[Stored entries]
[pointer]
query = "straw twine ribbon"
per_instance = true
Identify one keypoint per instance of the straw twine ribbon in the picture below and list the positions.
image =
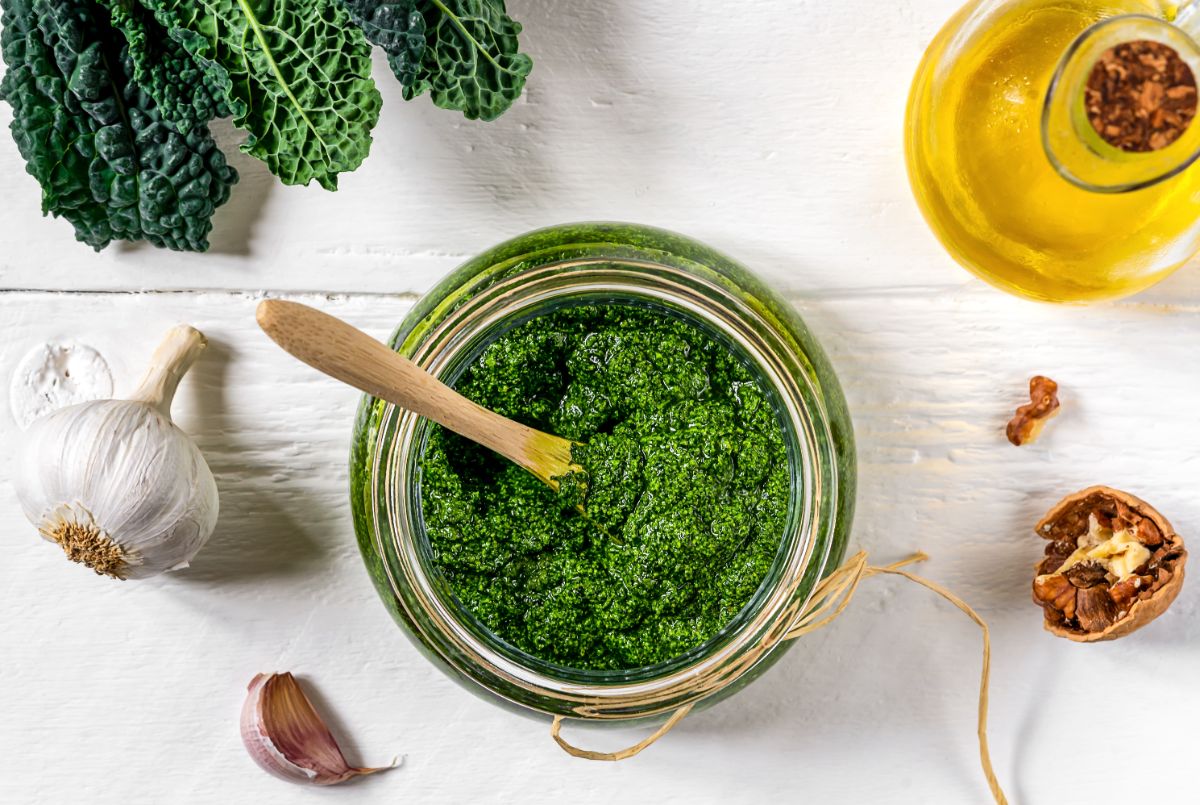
(828, 600)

Task:
Output every line of the records as a JSON list of strings, one string per line, with blank lines omitted. Leave the pictures out of the answer.

Result for this task:
[
  "[pointer]",
  "query = \"straw twine ribbon\"",
  "per_instance = true",
  "Identify one keypoint per instance of the straw twine ribbon in the picture below and list the positions.",
  "image =",
  "(828, 600)"
]